# [Listed records]
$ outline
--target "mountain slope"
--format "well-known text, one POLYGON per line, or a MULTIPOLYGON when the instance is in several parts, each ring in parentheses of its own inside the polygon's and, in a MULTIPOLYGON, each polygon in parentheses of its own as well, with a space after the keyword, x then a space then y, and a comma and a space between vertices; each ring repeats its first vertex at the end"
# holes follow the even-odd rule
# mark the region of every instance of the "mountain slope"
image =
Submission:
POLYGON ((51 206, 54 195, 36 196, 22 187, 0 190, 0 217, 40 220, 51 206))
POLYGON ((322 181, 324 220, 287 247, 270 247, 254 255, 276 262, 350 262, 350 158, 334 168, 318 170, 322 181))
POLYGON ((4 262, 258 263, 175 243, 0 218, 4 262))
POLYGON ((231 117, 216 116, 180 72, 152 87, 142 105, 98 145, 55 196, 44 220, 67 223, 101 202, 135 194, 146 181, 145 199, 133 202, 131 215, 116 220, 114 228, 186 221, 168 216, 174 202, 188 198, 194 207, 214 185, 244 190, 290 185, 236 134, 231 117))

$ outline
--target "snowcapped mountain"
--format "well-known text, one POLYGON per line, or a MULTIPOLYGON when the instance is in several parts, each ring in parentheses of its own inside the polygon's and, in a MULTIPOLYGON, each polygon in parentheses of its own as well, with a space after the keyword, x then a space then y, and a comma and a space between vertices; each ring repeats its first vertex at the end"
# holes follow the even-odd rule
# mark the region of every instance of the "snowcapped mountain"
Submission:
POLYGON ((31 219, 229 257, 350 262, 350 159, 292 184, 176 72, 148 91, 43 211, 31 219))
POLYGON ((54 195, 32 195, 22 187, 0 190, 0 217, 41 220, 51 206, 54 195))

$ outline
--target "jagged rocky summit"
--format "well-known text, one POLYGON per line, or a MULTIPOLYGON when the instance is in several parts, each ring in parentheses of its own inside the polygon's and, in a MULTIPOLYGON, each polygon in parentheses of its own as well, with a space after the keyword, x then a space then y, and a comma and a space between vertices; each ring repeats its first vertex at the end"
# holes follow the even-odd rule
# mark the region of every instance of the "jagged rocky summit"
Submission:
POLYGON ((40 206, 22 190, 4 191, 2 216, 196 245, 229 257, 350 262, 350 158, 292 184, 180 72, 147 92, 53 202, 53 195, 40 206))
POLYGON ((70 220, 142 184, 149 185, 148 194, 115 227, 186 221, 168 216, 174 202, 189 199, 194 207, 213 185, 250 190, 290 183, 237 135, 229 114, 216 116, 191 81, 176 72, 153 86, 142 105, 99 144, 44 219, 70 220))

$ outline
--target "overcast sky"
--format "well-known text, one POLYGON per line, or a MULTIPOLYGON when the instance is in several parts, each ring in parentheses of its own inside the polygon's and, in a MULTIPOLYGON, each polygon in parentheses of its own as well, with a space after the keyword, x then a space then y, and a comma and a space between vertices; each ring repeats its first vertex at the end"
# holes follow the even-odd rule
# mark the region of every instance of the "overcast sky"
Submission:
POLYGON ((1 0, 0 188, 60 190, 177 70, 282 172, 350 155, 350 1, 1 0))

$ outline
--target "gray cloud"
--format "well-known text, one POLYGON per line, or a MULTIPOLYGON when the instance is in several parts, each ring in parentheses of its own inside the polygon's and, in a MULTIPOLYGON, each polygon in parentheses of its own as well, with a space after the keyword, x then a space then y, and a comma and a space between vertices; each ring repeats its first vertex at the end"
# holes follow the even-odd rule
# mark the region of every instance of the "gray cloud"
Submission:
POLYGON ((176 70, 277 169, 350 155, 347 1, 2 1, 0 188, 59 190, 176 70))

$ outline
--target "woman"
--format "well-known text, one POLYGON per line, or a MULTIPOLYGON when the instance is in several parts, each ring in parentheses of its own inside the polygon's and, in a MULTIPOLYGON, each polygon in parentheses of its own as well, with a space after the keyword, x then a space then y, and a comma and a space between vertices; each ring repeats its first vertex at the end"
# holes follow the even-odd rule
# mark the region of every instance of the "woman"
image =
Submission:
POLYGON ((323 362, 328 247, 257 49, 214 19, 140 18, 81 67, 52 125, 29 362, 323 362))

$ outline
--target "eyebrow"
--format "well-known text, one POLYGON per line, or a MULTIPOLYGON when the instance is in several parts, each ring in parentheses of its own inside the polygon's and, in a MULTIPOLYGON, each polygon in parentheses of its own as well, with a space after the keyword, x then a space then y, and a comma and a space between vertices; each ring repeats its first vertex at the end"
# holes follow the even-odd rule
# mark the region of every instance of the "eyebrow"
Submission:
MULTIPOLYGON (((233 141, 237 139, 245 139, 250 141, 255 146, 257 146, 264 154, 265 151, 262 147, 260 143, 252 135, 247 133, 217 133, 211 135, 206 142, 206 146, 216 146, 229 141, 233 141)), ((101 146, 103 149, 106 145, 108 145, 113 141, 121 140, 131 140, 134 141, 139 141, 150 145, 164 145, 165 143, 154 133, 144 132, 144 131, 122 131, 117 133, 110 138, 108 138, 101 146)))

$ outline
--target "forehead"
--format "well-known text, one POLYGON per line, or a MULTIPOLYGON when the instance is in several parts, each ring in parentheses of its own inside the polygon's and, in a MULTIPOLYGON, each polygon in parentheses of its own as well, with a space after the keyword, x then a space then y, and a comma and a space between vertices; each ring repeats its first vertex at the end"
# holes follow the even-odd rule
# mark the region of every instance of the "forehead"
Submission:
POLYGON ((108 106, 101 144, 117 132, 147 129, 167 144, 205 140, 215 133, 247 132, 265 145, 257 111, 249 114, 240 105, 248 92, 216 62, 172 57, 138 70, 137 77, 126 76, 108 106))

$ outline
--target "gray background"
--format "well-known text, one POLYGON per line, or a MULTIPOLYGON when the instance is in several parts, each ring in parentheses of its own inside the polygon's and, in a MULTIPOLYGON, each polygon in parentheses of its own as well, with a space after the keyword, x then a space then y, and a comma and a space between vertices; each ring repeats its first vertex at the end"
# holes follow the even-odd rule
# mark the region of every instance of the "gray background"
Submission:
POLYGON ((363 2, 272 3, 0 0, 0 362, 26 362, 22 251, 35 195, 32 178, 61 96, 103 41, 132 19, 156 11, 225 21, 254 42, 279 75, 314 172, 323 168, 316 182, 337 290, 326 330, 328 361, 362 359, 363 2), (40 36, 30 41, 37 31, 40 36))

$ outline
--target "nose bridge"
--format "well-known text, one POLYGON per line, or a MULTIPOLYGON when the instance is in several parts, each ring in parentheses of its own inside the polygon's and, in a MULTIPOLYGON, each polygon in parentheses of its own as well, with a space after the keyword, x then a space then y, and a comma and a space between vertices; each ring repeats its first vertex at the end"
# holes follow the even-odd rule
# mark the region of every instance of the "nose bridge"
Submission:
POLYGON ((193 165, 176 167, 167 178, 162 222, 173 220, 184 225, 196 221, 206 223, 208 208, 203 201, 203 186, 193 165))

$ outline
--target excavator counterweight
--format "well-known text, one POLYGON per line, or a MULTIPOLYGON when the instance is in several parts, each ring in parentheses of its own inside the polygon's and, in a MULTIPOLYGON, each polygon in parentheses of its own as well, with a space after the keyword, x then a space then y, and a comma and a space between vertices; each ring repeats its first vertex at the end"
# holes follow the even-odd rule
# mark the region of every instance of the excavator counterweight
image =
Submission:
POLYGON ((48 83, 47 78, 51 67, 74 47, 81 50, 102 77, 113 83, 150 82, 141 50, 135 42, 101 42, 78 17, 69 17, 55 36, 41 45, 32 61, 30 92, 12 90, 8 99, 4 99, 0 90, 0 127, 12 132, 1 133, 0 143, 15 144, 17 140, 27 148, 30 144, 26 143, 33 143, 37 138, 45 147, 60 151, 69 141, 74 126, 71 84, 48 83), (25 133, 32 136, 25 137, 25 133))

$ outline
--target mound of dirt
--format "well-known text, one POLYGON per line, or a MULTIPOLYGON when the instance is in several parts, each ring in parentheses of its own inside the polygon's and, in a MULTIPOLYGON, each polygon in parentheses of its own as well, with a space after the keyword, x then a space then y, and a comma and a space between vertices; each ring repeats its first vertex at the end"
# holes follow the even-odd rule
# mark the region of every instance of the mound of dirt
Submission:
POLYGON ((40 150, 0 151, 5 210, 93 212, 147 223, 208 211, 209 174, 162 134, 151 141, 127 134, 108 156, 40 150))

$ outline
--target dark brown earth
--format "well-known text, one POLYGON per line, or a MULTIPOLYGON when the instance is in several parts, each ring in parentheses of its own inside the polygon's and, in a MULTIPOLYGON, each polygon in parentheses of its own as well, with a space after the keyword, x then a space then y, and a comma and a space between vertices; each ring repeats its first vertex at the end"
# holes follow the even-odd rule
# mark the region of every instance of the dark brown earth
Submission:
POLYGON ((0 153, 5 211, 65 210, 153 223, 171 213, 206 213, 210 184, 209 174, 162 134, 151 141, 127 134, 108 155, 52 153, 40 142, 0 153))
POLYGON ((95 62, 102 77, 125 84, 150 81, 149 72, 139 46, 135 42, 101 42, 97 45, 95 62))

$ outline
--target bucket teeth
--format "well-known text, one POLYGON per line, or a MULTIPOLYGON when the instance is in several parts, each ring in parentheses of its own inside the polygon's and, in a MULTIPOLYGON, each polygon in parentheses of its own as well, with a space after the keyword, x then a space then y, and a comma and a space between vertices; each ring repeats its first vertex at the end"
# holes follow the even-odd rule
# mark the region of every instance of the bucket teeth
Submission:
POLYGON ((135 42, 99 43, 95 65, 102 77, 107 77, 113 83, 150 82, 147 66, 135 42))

# [Work to do]
List every line in the data above that contains the string "jagged". Matching is case-sensitive.

# [Right answer]
--target "jagged rocky summit"
# mark the region of every instance of the "jagged rocky summit"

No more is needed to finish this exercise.